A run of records
====================
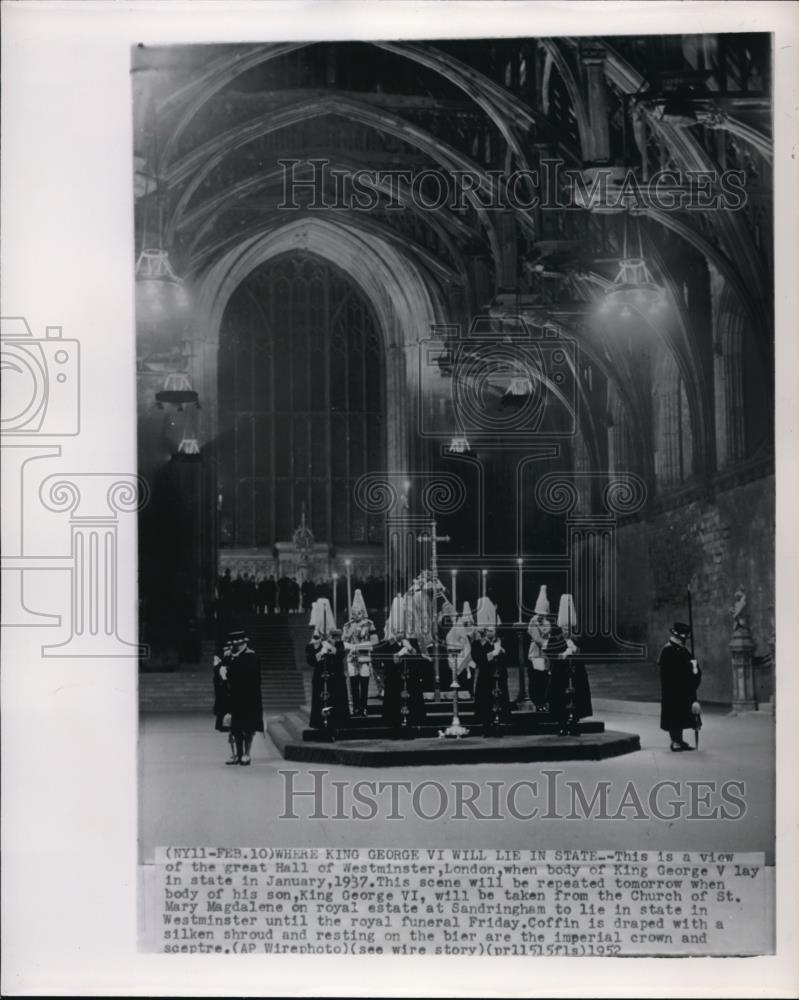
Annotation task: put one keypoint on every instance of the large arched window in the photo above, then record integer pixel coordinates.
(301, 405)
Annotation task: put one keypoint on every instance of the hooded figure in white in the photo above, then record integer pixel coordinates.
(359, 636)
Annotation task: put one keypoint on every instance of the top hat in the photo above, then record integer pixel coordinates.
(681, 630)
(542, 603)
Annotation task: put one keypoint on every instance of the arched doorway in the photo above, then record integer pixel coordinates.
(301, 395)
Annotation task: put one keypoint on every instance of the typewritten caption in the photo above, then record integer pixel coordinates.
(423, 901)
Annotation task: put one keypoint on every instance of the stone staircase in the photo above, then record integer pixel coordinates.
(190, 689)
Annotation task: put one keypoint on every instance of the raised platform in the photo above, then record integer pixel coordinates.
(367, 743)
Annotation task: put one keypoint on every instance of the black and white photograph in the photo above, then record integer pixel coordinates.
(436, 544)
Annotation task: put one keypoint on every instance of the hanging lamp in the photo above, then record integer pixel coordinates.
(633, 287)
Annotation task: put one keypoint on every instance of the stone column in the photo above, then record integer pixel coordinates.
(94, 501)
(741, 647)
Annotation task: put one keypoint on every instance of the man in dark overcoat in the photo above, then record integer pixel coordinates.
(403, 699)
(491, 701)
(680, 678)
(222, 698)
(244, 686)
(329, 705)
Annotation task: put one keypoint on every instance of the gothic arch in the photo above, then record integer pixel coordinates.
(404, 303)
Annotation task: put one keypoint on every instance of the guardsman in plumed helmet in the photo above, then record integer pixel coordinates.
(359, 636)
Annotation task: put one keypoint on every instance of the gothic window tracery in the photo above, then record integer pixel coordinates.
(301, 404)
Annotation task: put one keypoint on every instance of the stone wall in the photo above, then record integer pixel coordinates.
(711, 547)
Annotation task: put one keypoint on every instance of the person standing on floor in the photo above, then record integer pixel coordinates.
(359, 636)
(222, 698)
(538, 630)
(246, 707)
(680, 678)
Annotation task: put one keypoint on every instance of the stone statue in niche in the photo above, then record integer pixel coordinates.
(738, 611)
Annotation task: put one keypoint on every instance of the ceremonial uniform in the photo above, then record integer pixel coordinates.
(569, 690)
(359, 636)
(403, 702)
(329, 707)
(459, 658)
(538, 672)
(491, 700)
(680, 678)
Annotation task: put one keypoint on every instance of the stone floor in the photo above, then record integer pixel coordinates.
(189, 797)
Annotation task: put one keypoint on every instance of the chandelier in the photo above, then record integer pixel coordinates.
(161, 297)
(160, 293)
(459, 445)
(177, 391)
(633, 287)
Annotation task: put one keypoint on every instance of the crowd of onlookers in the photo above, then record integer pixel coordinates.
(247, 593)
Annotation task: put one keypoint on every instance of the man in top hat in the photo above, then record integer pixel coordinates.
(222, 697)
(680, 678)
(244, 684)
(359, 636)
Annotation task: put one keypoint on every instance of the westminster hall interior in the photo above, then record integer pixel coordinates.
(490, 321)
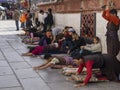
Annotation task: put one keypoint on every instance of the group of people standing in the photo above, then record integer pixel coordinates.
(80, 54)
(29, 19)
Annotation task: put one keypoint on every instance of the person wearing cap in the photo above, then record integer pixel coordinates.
(112, 40)
(108, 65)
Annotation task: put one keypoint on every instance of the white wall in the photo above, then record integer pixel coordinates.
(73, 20)
(68, 20)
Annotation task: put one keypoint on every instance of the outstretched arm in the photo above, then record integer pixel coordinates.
(43, 66)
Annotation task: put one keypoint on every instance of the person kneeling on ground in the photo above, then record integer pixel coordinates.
(55, 62)
(108, 65)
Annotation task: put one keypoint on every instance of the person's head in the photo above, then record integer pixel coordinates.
(113, 12)
(50, 10)
(47, 56)
(96, 40)
(78, 59)
(41, 11)
(49, 33)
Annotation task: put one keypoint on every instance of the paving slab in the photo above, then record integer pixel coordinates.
(4, 63)
(8, 81)
(12, 88)
(5, 71)
(19, 65)
(26, 73)
(34, 84)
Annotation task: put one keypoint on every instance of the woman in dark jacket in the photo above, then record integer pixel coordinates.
(109, 66)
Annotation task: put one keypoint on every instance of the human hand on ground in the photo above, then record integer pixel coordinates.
(79, 85)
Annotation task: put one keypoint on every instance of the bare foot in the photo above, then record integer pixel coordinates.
(69, 79)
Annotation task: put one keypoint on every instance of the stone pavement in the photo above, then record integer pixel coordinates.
(16, 71)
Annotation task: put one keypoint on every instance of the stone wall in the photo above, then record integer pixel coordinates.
====================
## SET EXERCISE
Find the line that contains "of the outstretched". Repeat it and every line after it, exactly as written, up to and including the last line of the records above.

## TASK ANSWER
Annotation task: put one keypoint on every instance of the outstretched arm in the photo above, then record integer pixel coordinates.
(43, 66)
Annotation task: put one keypoint on every instance of the person kneeling on ground in the photo above, then record integer pixel coordinates.
(55, 62)
(108, 65)
Annotation task: put one keypoint on every instance of the person's head in the photo above, then record integer pixel coordinates.
(113, 12)
(50, 10)
(47, 56)
(96, 40)
(78, 59)
(41, 11)
(49, 33)
Annotation task: put one keypoint on every instance of the paving slab in the photo above, then record integer pixel coordinates.
(4, 63)
(8, 81)
(12, 88)
(5, 71)
(19, 65)
(26, 73)
(34, 84)
Annotation task: put one keypoint on every instance of the woman in dark jacket in the photo above, then record integer pixel coordinates.
(109, 66)
Annotation task: put one keypoint on every instance of the human hand on ground in the photo above, then record integer pixel coordinates.
(79, 85)
Annotation task: put one keypoint on every instance of the bare foot in the photo above, then record integer pixel coordinates.
(69, 79)
Annotation task: put one keypoint on every instance of the stone pavement in the photo above, then record integer pixel coordinates.
(16, 71)
Annotation task: put one keypoint on every instance of the stone wall in the photo above, then record integer pixel coordinates.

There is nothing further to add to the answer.